>> start Source text

THEATRE REVIEW:
“QUILTERS” at Lamb's Players Theatre
KPBS
AIRDATE: MAY 4, 2001
A quilt is made up of
little pieces, stitched together to form a picture or pattern. And so it is
with "Quilters," the musical revue by Molly Newman and Barbara
Dameshek. It's a series of songs and vignettes, threaded together by 16
different quilt designs, each representing ages and stages in the lives of
American Pioneer women. It's a sweet, pleasant premise, focusing on those
unsung heroines, the stalwart women who cooked and cleaned and birthed untold
babies; those child brides who toughed it out across the country on rocky
roads, in ghastly weather, to make a home and a fresh start in a new land.
Theirs were the unheard voices, but as Newman and Dameshek would have it, these
women expressed themselves in color if not sound --- sewing their hearts and
heartache into quilts, often in a group effort that was part communal
celebration, part commiseration.
It sounds fascinating,
and it is, for awhile, though it often sags and the patterns too often repeat.

>> end Source text

[Exercises]
1. In the review, how many quilt designs thread together the songs and vignettes of "Quilters"?
2. Please print the passage of the review that opens with the words containing "Theirs were the" and closes with "celebration, part commiseration.".
The entries after the review have no connection to it.

>> start Data supplied

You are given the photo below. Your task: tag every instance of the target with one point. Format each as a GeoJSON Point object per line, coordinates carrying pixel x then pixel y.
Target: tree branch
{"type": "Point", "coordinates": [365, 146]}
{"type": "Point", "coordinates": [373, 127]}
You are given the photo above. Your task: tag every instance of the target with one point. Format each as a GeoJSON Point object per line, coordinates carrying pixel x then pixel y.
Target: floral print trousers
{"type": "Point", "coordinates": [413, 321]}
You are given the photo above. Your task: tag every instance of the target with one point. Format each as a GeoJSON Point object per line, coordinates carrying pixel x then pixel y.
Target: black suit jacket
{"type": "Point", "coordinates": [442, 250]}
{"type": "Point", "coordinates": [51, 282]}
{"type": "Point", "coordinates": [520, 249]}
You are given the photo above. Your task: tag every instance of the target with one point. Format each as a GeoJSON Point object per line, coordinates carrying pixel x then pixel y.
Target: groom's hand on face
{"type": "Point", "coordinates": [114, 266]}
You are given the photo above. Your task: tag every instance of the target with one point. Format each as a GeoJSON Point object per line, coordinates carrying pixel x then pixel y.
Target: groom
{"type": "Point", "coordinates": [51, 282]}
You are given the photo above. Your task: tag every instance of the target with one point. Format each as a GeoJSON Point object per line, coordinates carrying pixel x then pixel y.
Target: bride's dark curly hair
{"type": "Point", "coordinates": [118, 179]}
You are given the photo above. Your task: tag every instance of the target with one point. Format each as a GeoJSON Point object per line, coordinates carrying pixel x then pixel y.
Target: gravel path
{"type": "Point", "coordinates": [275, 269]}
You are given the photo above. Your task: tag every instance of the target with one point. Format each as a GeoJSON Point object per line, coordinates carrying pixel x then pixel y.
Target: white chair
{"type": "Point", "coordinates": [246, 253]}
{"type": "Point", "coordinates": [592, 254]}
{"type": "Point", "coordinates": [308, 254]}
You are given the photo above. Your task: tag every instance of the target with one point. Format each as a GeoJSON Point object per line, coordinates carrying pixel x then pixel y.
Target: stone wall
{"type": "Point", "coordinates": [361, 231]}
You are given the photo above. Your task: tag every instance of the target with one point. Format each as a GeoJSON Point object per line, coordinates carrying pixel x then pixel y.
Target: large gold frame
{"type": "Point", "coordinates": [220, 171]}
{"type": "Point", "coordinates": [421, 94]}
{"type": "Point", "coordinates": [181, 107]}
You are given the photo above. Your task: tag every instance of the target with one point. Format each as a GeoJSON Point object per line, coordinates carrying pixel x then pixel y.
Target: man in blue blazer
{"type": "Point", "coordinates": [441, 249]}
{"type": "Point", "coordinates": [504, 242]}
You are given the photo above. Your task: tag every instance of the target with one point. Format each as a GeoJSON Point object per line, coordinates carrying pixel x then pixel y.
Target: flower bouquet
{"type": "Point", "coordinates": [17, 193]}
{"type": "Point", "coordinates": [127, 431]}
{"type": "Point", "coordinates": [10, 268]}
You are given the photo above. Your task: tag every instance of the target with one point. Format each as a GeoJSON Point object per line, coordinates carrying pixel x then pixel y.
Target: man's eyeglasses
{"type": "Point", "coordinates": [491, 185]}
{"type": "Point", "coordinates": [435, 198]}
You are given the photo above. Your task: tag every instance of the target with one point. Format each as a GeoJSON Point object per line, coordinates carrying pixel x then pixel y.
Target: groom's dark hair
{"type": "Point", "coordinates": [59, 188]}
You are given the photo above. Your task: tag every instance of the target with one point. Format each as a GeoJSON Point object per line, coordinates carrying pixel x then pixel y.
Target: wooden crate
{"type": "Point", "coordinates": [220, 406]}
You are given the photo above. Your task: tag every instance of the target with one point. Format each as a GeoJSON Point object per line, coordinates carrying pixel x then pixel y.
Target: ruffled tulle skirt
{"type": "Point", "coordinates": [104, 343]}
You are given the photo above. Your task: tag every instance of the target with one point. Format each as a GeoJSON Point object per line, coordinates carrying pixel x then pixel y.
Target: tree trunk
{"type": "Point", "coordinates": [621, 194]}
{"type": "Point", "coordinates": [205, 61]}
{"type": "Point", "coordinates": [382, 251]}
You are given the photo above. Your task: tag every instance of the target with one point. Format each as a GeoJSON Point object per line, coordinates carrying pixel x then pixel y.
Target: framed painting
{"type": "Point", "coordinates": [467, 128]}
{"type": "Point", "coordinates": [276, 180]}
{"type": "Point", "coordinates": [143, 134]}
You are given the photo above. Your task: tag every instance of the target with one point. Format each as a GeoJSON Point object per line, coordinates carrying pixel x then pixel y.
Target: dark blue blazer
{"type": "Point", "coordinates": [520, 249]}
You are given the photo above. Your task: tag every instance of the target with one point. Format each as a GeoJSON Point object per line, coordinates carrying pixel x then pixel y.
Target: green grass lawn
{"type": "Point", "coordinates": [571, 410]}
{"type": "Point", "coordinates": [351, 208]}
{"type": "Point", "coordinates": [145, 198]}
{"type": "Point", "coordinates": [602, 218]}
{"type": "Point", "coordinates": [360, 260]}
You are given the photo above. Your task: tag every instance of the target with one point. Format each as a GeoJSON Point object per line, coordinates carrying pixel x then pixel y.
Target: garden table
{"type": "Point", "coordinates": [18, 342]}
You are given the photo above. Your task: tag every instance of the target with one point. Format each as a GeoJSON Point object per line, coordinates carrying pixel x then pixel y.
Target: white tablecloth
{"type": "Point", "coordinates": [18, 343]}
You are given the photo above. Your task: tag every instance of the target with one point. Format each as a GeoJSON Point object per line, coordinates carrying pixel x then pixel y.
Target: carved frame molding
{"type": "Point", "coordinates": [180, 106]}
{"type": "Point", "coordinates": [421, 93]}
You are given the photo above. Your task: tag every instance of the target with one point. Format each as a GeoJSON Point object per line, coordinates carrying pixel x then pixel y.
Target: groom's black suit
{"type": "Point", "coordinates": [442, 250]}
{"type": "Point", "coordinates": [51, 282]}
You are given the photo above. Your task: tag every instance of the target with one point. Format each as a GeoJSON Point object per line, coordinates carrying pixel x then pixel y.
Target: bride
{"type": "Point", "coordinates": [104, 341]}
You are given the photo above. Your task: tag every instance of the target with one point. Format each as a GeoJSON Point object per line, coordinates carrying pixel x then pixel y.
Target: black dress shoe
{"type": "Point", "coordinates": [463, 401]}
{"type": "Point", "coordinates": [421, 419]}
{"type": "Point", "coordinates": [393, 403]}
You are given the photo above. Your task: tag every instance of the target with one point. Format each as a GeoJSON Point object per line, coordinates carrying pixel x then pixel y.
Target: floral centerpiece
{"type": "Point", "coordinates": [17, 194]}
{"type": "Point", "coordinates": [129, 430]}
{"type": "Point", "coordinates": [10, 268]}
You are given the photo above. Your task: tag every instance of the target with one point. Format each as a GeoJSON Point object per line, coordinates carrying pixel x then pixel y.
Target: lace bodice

>> end Data supplied

[Expected results]
1. Sixteen different quilt designs.

2.
Theirs were the unheard voices, but as Newman and Dameshek would have it, these
women expressed themselves in color if not sound --- sewing their hearts and
heartache into quilts, often in a group effort that was part communal
celebration, part commiseration.